### What you will do
Retype the listing below, from its first line through the line that contains "128, 500, 149]]", with both ends included.

### Material provided
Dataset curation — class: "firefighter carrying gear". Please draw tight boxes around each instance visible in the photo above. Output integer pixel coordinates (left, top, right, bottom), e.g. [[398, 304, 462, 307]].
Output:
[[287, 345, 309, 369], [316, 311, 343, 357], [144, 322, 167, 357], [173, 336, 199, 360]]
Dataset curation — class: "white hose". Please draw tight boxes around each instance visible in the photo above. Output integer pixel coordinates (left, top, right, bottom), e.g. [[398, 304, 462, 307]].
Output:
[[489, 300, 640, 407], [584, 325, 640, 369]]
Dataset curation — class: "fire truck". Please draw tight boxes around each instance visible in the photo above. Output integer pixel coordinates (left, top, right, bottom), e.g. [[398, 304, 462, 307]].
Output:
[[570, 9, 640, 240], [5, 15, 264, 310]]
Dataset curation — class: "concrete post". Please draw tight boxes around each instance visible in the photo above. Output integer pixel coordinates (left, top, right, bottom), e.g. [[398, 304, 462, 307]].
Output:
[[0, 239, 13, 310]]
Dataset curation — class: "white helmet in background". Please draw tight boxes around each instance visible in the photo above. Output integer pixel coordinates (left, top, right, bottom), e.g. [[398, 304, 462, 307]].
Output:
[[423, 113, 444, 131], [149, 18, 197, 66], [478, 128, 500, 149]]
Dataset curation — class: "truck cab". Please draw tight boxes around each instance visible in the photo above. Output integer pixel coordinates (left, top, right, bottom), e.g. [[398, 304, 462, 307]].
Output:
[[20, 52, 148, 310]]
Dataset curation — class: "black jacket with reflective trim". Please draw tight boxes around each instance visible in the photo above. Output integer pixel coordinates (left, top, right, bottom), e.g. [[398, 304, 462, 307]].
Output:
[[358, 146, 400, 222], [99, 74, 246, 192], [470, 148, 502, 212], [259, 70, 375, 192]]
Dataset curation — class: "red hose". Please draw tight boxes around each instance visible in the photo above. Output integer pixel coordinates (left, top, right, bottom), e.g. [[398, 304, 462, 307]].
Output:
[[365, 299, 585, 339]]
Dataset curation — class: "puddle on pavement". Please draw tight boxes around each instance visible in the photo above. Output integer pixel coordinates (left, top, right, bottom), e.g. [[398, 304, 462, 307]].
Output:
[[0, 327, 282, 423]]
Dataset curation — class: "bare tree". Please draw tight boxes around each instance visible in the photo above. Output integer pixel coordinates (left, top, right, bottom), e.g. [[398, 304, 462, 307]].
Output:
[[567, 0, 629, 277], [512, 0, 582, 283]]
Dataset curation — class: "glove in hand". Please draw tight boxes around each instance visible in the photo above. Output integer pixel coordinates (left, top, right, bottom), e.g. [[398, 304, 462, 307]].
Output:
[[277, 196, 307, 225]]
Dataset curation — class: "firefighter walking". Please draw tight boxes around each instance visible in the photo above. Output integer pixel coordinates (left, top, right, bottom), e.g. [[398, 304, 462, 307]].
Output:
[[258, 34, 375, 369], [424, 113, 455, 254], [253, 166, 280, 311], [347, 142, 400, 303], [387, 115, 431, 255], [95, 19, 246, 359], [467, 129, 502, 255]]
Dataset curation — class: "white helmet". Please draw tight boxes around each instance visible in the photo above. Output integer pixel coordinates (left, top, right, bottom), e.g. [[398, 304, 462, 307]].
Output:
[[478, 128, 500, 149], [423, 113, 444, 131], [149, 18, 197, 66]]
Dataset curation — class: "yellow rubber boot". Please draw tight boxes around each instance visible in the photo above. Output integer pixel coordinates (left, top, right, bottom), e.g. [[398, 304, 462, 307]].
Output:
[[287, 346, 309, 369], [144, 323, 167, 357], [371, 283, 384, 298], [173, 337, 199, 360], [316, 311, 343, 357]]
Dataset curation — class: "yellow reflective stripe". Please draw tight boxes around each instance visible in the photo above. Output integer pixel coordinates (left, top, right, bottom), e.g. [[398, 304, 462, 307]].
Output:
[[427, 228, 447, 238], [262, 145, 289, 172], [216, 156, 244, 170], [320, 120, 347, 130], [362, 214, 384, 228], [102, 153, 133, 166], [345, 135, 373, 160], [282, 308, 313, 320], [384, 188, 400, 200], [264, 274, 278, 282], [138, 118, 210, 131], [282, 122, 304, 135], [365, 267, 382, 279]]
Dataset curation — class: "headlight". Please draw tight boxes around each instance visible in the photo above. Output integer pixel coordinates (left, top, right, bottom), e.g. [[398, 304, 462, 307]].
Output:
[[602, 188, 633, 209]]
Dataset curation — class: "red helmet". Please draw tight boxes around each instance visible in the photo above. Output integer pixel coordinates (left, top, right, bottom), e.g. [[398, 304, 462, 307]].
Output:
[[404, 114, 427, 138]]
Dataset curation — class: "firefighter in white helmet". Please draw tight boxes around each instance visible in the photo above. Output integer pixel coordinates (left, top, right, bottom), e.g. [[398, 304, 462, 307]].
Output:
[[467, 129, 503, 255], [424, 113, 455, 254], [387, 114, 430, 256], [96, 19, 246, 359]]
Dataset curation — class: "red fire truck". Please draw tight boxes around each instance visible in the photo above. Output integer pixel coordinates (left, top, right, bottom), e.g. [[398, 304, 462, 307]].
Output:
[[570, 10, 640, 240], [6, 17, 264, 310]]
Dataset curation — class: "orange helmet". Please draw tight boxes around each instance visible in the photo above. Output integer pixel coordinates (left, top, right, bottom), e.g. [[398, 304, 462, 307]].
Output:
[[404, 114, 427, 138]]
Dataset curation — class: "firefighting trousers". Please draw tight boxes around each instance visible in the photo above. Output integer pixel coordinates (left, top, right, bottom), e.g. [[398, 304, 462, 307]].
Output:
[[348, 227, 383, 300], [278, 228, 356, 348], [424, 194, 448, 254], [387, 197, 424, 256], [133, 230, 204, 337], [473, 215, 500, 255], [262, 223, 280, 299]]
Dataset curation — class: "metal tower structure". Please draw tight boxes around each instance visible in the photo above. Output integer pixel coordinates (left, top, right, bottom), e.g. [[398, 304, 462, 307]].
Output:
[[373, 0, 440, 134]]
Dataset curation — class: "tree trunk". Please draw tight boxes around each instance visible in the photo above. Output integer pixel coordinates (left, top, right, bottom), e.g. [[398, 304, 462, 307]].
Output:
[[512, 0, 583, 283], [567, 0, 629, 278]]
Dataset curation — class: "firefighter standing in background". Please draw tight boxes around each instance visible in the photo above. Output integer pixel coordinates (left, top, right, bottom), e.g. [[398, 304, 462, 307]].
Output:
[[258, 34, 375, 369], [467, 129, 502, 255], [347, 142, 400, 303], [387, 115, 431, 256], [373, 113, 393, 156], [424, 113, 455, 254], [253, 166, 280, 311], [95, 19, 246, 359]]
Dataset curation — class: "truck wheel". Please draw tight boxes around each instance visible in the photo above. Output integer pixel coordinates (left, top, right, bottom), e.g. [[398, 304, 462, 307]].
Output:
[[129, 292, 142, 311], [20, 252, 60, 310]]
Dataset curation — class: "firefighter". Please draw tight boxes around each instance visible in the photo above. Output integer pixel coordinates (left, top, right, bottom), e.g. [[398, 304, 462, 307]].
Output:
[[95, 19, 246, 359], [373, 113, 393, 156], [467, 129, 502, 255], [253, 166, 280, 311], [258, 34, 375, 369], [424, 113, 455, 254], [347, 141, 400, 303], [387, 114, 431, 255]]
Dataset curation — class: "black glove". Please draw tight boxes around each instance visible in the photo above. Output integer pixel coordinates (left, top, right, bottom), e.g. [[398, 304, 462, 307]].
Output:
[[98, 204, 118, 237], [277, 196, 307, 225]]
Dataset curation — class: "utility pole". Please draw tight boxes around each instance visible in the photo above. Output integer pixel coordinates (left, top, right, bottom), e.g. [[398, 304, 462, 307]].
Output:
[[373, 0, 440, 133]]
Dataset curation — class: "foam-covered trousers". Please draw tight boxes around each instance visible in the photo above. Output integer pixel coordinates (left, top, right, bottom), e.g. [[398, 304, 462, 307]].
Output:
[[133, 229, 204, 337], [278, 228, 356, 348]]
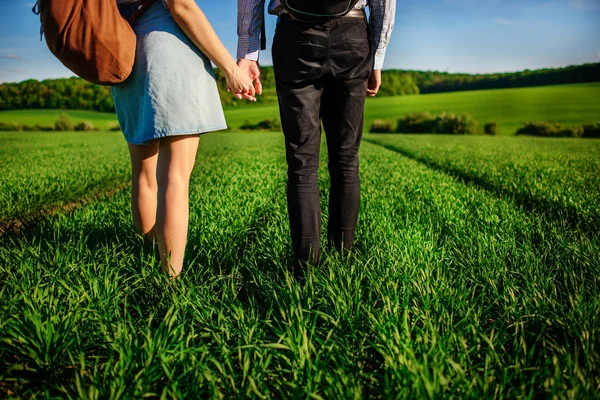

### Full output
Dataset curation — class: "firefighter carrying gear". Please draw tight boxes around each instance visible in the photo above. Output integer pixel coordinates (left, top, right, bottom), e.g. [[398, 304, 462, 307]].
Output:
[[287, 345, 309, 369], [316, 311, 343, 357], [144, 322, 167, 357], [173, 336, 199, 360]]
Dataset curation — class: "white hose". Please draw tight boxes around each instance visible in the photo above. Output integer pixel coordinates (left, top, right, bottom), e.g. [[398, 304, 462, 307]].
Output:
[[489, 300, 640, 407], [584, 325, 640, 369]]
Dataset curation — class: "fire truck". Please draw tight boxes around each instance visible in the photo above. Output integer pixel coordinates (left, top, right, bottom), e.g. [[398, 304, 462, 307]].
Output:
[[570, 9, 640, 240], [5, 15, 264, 310]]
Dataset curation — class: "concrete post". Please draw tight boxes around each instance visible in the photo above. Output integer pixel coordinates (left, top, right, bottom), e.g. [[398, 304, 462, 307]].
Output:
[[0, 239, 13, 310]]
Dataset curation — class: "white helmet in background". Please draw tight boxes around each instance visible in the photo above. Output integer pixel coordinates (left, top, right, bottom), e.g. [[398, 304, 462, 307]].
Output:
[[423, 113, 444, 131], [149, 18, 197, 66], [478, 128, 500, 149]]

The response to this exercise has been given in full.